§ Supplied information
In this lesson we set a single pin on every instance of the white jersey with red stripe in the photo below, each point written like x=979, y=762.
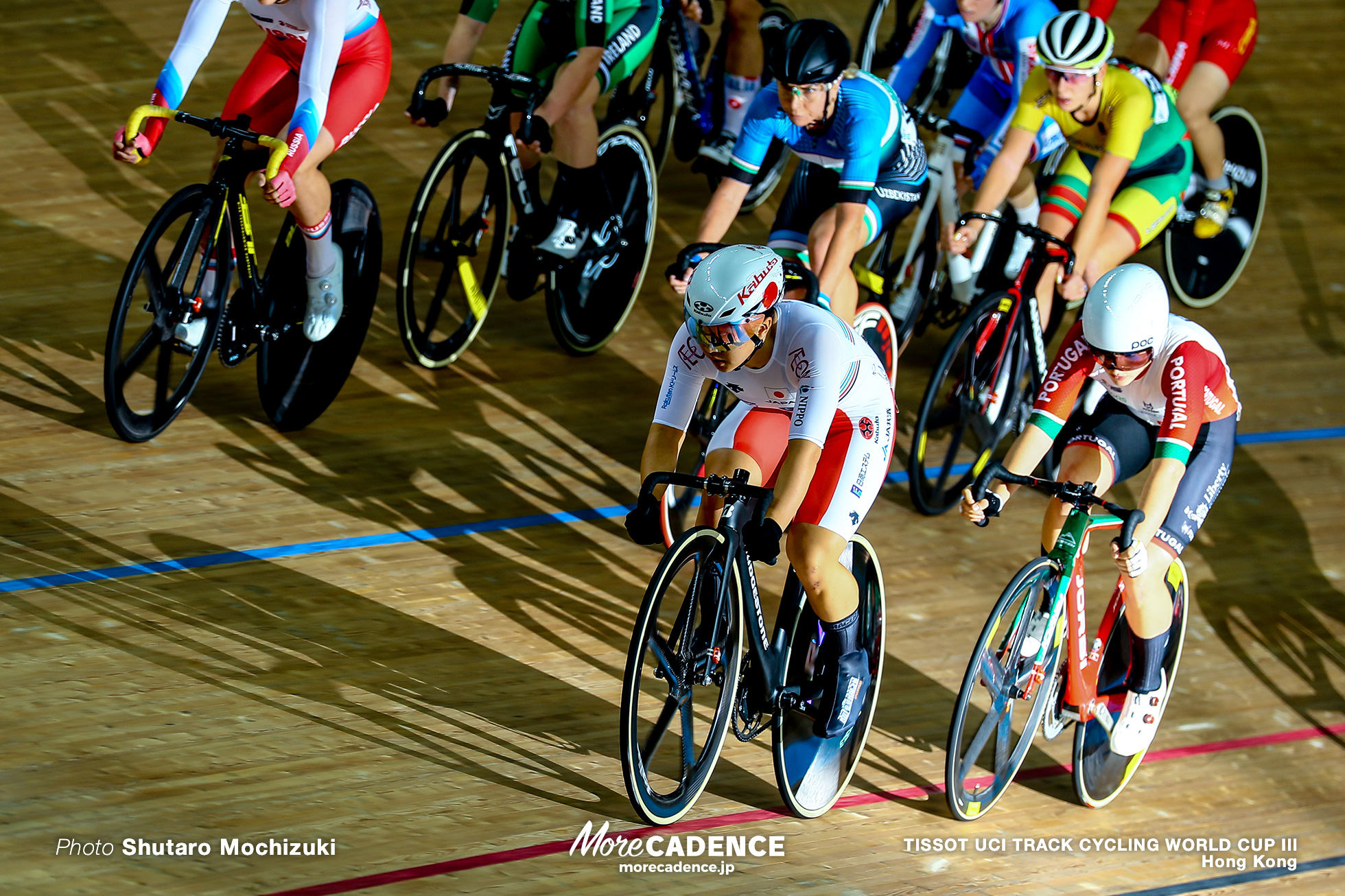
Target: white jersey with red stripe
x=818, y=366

...

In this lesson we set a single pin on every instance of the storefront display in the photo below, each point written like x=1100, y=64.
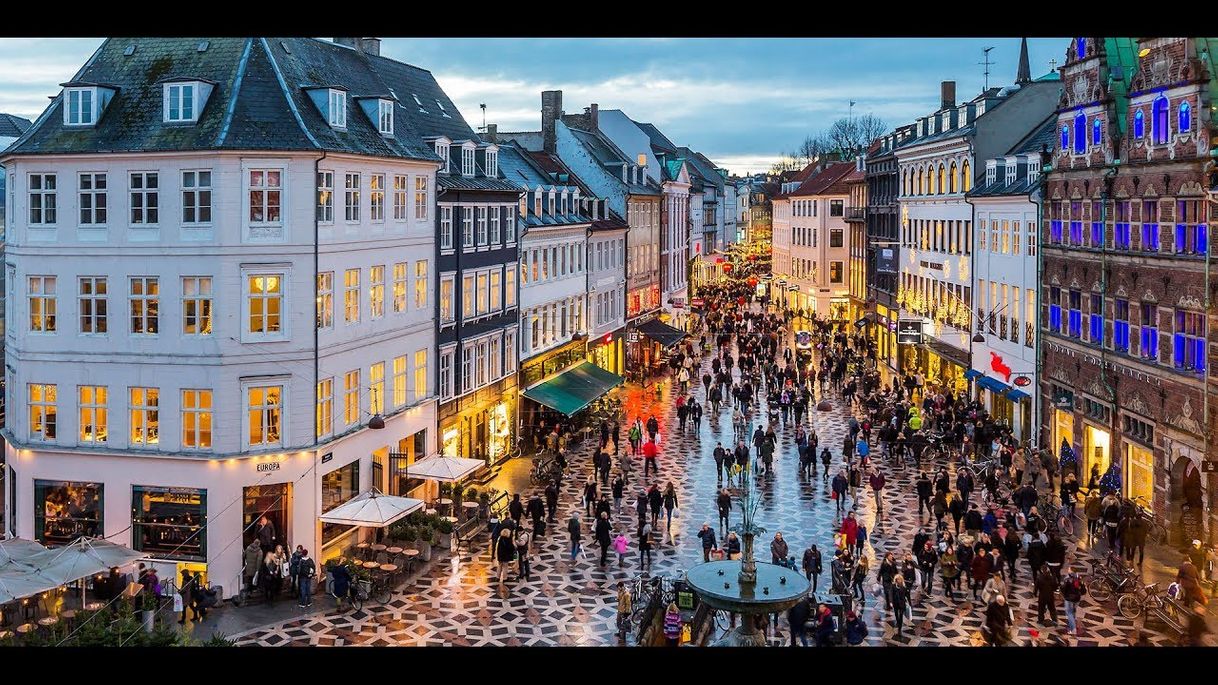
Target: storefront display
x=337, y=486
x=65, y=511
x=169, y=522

==

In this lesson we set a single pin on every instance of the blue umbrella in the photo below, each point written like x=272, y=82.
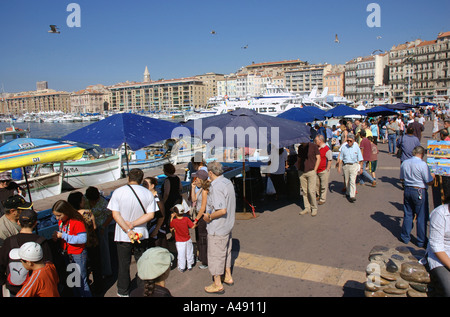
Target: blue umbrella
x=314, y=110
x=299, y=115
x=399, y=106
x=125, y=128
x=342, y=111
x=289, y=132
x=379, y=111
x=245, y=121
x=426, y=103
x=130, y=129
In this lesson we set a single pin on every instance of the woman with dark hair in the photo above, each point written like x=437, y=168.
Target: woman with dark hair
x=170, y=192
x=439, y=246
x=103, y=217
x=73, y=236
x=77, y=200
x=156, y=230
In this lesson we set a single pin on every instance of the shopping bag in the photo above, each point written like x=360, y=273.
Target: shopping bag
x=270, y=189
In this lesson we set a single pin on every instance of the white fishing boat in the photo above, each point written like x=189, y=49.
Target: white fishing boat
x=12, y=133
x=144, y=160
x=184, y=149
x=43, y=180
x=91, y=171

§ To be done
Can you rewrite every line of the listing that opens with the line containing "like x=437, y=168." and closes with the line containing "x=91, y=171", adding 148 to each x and y value of the answer coordinates while leaving the sample formats unchanged?

§ Response for this exercise
In this lesson we set a single pin on every instance of the woman with dark hair in the photo above, each point written like x=437, y=168.
Target: woman with dark hair
x=318, y=340
x=587, y=394
x=251, y=365
x=221, y=384
x=225, y=348
x=304, y=378
In this lesson we set a single pin on every instance of the shopping bag in the photo above, each point written like x=360, y=273.
Target: shopping bag
x=418, y=337
In this lesson we set a single pin on every instance of the white fishing boat in the photo above, each point written like x=189, y=49.
Target: white fishing boat
x=160, y=281
x=292, y=308
x=332, y=297
x=191, y=328
x=239, y=319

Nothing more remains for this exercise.